%%

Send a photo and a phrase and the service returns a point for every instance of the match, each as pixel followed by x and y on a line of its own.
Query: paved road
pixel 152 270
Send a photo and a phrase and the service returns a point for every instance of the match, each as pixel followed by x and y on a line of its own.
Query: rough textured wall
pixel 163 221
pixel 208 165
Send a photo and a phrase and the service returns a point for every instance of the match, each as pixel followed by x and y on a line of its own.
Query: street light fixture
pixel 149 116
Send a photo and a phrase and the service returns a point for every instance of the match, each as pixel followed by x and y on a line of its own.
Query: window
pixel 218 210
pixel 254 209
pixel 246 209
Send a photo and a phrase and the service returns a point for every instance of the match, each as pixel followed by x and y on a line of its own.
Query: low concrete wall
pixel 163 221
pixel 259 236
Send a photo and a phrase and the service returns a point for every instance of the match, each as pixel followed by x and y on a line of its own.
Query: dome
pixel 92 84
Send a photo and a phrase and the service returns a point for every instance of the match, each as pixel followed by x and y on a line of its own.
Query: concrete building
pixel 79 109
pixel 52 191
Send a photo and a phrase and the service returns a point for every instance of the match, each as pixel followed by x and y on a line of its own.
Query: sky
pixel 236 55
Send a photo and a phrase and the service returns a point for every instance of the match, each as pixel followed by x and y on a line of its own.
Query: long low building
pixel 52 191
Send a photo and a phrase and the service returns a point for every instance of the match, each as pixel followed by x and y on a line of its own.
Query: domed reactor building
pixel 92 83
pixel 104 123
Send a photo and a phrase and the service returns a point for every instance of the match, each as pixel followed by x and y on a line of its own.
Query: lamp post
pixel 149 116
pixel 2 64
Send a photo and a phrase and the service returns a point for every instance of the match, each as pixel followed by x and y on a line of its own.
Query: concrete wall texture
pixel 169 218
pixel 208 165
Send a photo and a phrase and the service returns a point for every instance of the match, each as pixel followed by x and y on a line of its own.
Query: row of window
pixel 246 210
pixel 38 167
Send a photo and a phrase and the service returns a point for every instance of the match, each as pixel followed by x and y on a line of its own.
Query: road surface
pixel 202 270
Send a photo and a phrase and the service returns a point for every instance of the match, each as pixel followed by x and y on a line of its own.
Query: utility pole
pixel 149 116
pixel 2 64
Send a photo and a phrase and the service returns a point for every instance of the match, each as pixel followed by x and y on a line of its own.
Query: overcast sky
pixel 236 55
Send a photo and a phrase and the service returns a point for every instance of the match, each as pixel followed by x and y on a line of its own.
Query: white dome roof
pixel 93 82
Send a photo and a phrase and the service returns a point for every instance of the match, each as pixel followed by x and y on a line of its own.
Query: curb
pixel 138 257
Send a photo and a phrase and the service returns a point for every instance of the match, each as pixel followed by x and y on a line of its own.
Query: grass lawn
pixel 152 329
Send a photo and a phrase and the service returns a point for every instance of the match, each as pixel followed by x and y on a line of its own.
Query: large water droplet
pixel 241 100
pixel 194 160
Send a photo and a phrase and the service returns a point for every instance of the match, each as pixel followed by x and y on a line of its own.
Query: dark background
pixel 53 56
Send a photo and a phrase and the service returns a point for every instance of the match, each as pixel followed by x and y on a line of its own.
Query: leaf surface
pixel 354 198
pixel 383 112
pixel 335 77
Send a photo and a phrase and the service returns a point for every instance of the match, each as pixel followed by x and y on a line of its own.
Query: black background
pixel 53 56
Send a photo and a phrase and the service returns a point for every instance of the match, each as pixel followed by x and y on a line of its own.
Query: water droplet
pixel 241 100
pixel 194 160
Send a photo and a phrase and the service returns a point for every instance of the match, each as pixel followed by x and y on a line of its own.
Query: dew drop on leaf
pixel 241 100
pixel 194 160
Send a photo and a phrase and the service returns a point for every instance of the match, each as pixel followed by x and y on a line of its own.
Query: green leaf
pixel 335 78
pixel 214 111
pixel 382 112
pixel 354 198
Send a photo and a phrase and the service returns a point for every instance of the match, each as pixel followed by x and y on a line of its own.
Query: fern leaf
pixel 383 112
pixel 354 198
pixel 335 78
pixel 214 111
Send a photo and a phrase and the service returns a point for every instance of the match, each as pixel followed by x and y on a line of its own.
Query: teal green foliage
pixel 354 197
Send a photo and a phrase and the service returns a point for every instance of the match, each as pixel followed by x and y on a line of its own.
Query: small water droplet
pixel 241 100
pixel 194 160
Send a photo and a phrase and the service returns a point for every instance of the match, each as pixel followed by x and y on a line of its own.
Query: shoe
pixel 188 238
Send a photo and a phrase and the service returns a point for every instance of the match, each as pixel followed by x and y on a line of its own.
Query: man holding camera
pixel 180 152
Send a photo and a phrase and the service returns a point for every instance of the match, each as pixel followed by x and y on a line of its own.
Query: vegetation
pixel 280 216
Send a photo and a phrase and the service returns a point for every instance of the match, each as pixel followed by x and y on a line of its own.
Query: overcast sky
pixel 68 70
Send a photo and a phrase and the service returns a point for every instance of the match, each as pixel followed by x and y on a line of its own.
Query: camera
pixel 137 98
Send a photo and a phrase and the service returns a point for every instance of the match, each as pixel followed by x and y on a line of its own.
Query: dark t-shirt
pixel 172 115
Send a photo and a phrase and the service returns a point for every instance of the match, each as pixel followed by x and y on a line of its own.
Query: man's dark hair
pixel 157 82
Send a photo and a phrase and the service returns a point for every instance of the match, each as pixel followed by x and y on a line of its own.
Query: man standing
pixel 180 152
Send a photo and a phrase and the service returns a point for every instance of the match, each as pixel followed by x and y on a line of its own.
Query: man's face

%%

Print each record from the listing above exactly as it was given.

Send a photo and a phrase and the service returns a point for every instance of the match, each as pixel followed by x and y on a line of its own.
Query: paved road
pixel 152 270
Send a photo and a phrase and the service returns a point for every instance of the match, each as pixel followed by x and y on a line of its own.
Query: rough textured wall
pixel 163 221
pixel 208 165
Send a photo and a phrase and the service returns a point for every instance of the match, each as pixel followed by x and y on a line of its own.
Query: street light fixture
pixel 149 116
Send a photo and a phrase and the service returns a point for every instance of the match, each as pixel followed by x and y on a line of its own.
Query: window
pixel 218 210
pixel 254 209
pixel 246 209
Send a photo and a phrase and the service returns a point for every instance of the match, each as pixel followed by x and y on a line of its own.
Query: low concrete wall
pixel 163 221
pixel 259 236
Send a photo and a phrase and the service returns a point for every instance of the match, each as pixel followed by x and y on a line of its own.
Query: dome
pixel 92 84
Send a photo and a phrase and the service returns a point for every instance of the match, each as pixel followed by x and y on a line of its own.
Query: concrete building
pixel 79 109
pixel 52 191
Send a photo and a phrase and the service returns a point for every instance of the match, each as pixel followed by x and y on a line of its own.
Query: sky
pixel 236 55
Send a photo and a phrase and the service returns a point for every instance of the match, each as pixel followed by x and y on a line of its own.
Query: long low building
pixel 52 191
Send a photo and a phrase and the service returns a point for every instance of the match, each as pixel followed by x and y on a line of its own.
Query: domed reactor building
pixel 92 83
pixel 104 123
Send a photo and a phrase and the service returns a point for every instance of the match, each as pixel followed by x and y on a line of its own.
Query: lamp post
pixel 149 116
pixel 2 64
Send a photo and a phrase and the service returns a point for every instance of the match, each as pixel followed by x and y on a line of its own.
Query: concrete wall texture
pixel 169 218
pixel 208 165
Send a photo and a phrase and the service returns a point for every instance of the match, each as pixel followed by x and y on a line of its own.
Query: row of window
pixel 246 210
pixel 38 167
Send a photo and a phrase and the service returns a point for every instance of the match, each as pixel followed by x and y on a line of its own.
Query: road surface
pixel 202 270
Send a photo and a phrase and the service returns a point for every instance of the match, each as pixel followed by x and y on a line of its own.
Query: utility pole
pixel 149 116
pixel 2 64
Send a photo and a phrase and the service returns a point for every instance of the match, each as pixel followed by x and y on a line of its own.
Query: overcast sky
pixel 236 55
Send a photo and a phrase and the service returns a point for every instance of the match, each as pixel followed by x and y on a line of its own.
Query: white dome roof
pixel 93 82
Send a photo and a phrase and the service returns a point for every instance of the match, each as pixel followed by x and y on a line of its own.
Query: curb
pixel 138 257
Send a photo and a phrase and the service returns a point for every instance of the match, each as pixel followed by x and y on a line of its own.
Query: grass lawn
pixel 152 329
Send a photo and a phrase and the service returns a point for every instance of the match, each as pixel followed by x and y on a line of its own.
Query: large water droplet
pixel 241 100
pixel 194 160
Send a photo and a phrase and the service returns a point for every instance of the match, each as pixel followed by x and y on a line of its own.
Query: dark background
pixel 53 56
Send a photo and a phrase and the service returns a point for every instance of the match, each as pixel followed by x and y on a line of its own.
Query: leaf surface
pixel 354 198
pixel 383 112
pixel 335 77
Send a photo and a phrase and the service returns a point for every instance of the match, each as pixel followed by x and y on a line of its own.
Query: black background
pixel 53 56
Send a photo and a phrase and the service returns a point for every instance of the match, each as pixel followed by x and y on a line of its own.
Query: water droplet
pixel 241 100
pixel 194 160
Send a photo and a phrase and the service returns a point for every instance of the match, each as pixel followed by x and y on a line of its own.
Query: dew drop on leaf
pixel 241 100
pixel 194 160
Send a photo and a phrase and the service returns a point for every instance of the match, each as pixel followed by x and y on a line of its own.
Query: green leaf
pixel 335 78
pixel 214 111
pixel 382 112
pixel 354 198
Send a photo and a phrase and the service returns a point for every instance of the match, each as pixel followed by x and y on a line of its own.
Query: fern leaf
pixel 383 112
pixel 354 198
pixel 335 78
pixel 214 111
Send a photo and a phrase and the service returns a point for every instance of the match, each as pixel followed by x and y on a line of its own.
Query: teal green foliage
pixel 354 197
Send a photo and a phrase and the service returns a point for every instance of the match, each as pixel followed by x and y on a line of its own.
Query: small water droplet
pixel 241 100
pixel 194 160
Send a photo and a phrase and the service returns a point for every instance of the match, each as pixel followed by x and y on a line of its own.
Query: shoe
pixel 188 238
Send a photo and a phrase and the service returns a point for every instance of the match, each as pixel followed by x and y on a line of its own.
Query: man holding camera
pixel 180 152
Send a photo and a phrase and the service returns a point for every instance of the match, each as pixel followed by x and y on a line of its own.
Query: vegetation
pixel 280 216
Send a photo and a phrase and the service returns a point for every instance of the match, each as pixel followed by x and y on a line of its own.
Query: overcast sky
pixel 68 70
Send a photo and a phrase and the service returns a point for every instance of the match, each as pixel followed by x and y on a line of its own.
Query: camera
pixel 137 98
Send a photo and a phrase and the service returns a point for every instance of the match, each as pixel followed by x and y on a line of its own.
Query: dark t-shirt
pixel 172 115
Send a photo and a phrase and the service returns a point for every instance of the match, each as pixel followed by x and y on a line of its own.
Query: man's dark hair
pixel 157 82
Send a photo and a phrase and the service returns a point for every instance of the match, each as pixel followed by x and y on a line of its own.
Query: man standing
pixel 180 152
Send a photo and a phrase and the service returns a point for every instance of the match, each as pixel followed by x and y on a line of its own.
Query: man's face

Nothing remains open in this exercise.